Source data

--- START ---

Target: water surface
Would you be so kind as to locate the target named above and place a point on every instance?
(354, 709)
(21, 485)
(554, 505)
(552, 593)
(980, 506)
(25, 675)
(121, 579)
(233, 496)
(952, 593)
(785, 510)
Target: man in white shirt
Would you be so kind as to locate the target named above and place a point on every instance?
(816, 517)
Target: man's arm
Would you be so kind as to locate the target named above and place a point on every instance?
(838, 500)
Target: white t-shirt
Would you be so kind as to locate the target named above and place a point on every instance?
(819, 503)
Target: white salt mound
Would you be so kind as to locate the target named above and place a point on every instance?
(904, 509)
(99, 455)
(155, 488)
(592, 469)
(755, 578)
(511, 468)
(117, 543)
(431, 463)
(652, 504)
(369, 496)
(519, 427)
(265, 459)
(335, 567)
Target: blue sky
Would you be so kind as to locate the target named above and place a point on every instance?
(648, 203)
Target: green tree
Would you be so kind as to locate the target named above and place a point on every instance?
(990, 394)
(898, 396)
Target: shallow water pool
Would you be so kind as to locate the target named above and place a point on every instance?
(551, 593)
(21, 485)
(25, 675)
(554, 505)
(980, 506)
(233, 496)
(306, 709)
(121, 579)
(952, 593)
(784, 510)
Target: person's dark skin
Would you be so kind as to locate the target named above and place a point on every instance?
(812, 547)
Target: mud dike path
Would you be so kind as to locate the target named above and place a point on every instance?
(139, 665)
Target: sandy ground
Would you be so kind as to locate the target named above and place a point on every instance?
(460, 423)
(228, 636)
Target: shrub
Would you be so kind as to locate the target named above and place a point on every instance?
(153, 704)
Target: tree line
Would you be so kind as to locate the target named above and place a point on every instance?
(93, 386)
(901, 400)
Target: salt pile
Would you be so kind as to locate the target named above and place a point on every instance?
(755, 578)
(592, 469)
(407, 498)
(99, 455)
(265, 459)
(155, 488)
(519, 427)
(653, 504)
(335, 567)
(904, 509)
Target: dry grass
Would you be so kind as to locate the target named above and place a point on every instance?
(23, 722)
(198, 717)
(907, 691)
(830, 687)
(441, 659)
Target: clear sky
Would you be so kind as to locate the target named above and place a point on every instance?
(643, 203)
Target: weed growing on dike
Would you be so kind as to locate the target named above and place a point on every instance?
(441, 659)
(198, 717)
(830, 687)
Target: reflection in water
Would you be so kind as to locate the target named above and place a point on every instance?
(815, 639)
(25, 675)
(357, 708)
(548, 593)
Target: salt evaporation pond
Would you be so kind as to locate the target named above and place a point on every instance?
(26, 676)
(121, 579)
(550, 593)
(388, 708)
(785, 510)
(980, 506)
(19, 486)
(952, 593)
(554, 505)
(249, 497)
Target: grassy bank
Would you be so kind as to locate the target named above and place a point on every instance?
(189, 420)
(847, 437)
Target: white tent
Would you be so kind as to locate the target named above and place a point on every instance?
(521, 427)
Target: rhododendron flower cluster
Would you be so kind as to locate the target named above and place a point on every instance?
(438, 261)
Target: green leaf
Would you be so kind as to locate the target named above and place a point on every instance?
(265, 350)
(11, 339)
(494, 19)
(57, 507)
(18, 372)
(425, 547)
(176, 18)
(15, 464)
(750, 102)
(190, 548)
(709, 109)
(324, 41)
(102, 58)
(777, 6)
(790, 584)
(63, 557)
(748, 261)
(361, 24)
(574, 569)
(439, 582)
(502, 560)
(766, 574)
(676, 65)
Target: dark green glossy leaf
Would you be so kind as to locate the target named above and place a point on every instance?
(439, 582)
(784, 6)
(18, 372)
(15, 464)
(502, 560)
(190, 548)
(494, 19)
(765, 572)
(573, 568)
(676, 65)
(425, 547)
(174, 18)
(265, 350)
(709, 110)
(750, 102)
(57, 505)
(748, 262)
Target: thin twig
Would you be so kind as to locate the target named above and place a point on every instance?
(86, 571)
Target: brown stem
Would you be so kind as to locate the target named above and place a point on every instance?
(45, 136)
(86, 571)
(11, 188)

--- END ---

■ **What this task involves**
Restate the data above word for word.

■ **Completed exercise**
Target: water surface
Would you be so kind as to locate the target named above and place a point on every instance?
(354, 709)
(21, 485)
(554, 505)
(552, 593)
(980, 506)
(25, 675)
(121, 579)
(233, 496)
(952, 593)
(785, 510)
Target: man in white shirt
Would you be so kind as to locate the target named above and place a point on every instance?
(816, 517)
Target: man's arm
Would you be so kind as to locate the target named above and place a point on every instance?
(838, 500)
Target: white t-shirt
Would you be so kind as to locate the target named above and place a point on every instance?
(819, 503)
Target: white salt mound
Would you be so kind as to locate the target named above and place a point on every instance?
(904, 509)
(99, 455)
(155, 488)
(592, 469)
(755, 578)
(511, 468)
(117, 543)
(431, 463)
(652, 504)
(369, 496)
(519, 427)
(265, 459)
(335, 567)
Target: blue sky
Would you be so kind as to locate the target named above and place a point on every instance?
(648, 203)
Target: green tree
Would you be so kind as to locate the target named above and place a point on every instance?
(990, 394)
(898, 396)
Target: shallow water pool
Would you be so kind as to locate the target named above and place a point on every instance?
(551, 593)
(21, 485)
(25, 675)
(554, 505)
(980, 506)
(233, 496)
(306, 709)
(121, 579)
(952, 593)
(784, 510)
Target: person's dark skin
Would you be so kind as to locate the target named above and place a point on every instance?
(812, 547)
Target: mud dike path
Would you be so kind as to locate the target named above and place a point on every instance?
(139, 665)
Target: sandy ground
Would you be so kind as to locate the target named above and place a point on every instance?
(460, 423)
(228, 636)
Target: shrub
Would you be so kind as to locate the target named above and place a point on every instance?
(153, 704)
Target: tree line
Would you be so kind as to locate the target named above and place a point on every instance?
(93, 386)
(901, 400)
Target: salt pile
Would you be so kind as to locate the target named above and place a point on every instance?
(755, 578)
(592, 469)
(407, 498)
(99, 455)
(265, 459)
(155, 488)
(519, 427)
(653, 504)
(335, 567)
(904, 509)
Target: dry grass
Would you be so kind as to locate the target named above and place a point on every instance?
(23, 722)
(198, 717)
(907, 691)
(830, 687)
(441, 659)
Target: clear sky
Would you be so kind as to locate the target named above and place a point on every instance?
(643, 203)
Target: weed growing on dike
Would you be so kind as to locate the target named above and place a point on every instance?
(441, 659)
(198, 717)
(830, 687)
Target: reflection in water
Would you be so kind as to locate the target named above and place a point on every instance?
(815, 639)
(25, 675)
(357, 708)
(548, 593)
Target: salt evaporation pond
Would you be so kind as to locate the target named above and place a point on every instance?
(26, 676)
(121, 579)
(550, 593)
(388, 708)
(785, 510)
(980, 506)
(19, 486)
(952, 593)
(554, 505)
(249, 497)
Target: grassy bank
Would you be so kind as to locate the target named above and place a point on every instance?
(189, 420)
(847, 437)
Target: white tent
Would you be so kind as to locate the target named above and place a point on every instance?
(521, 427)
Target: rhododendron flower cluster
Would you be so kind as to locate the target named above and place a point on every instance?
(438, 261)
Target: green leaf
Would you be so kind as to locate the target named above and place a point on every instance?
(265, 350)
(11, 339)
(494, 19)
(57, 507)
(18, 372)
(425, 547)
(176, 18)
(15, 464)
(750, 102)
(190, 548)
(709, 109)
(324, 41)
(102, 58)
(777, 6)
(790, 584)
(63, 557)
(748, 261)
(361, 24)
(574, 569)
(439, 582)
(502, 560)
(766, 574)
(676, 65)
Target: dark green glossy leaf
Would you be so kind as to locate the target named above and place a point on every instance?
(439, 582)
(784, 6)
(18, 372)
(15, 464)
(502, 560)
(190, 548)
(494, 19)
(765, 572)
(573, 568)
(676, 65)
(425, 547)
(174, 18)
(265, 350)
(709, 110)
(750, 102)
(57, 505)
(748, 262)
Target: thin twig
Would you be so kind as to locate the target named above and place a point on every instance?
(86, 571)
Target: brown stem
Would you be so kind as to locate the target named above and place a point on every instance?
(45, 136)
(86, 571)
(11, 188)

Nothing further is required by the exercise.